Given task: Rewrite the material below with "instance" changed to "object", and keep everything else the same.

Extracted entries:
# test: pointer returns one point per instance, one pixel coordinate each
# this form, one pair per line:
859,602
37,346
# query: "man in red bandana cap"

Answer to this task:
# test: pointer returns one point per object, one pixel coordinate each
# this form, one pair per line:
859,602
37,346
# query: "man in red bandana cap"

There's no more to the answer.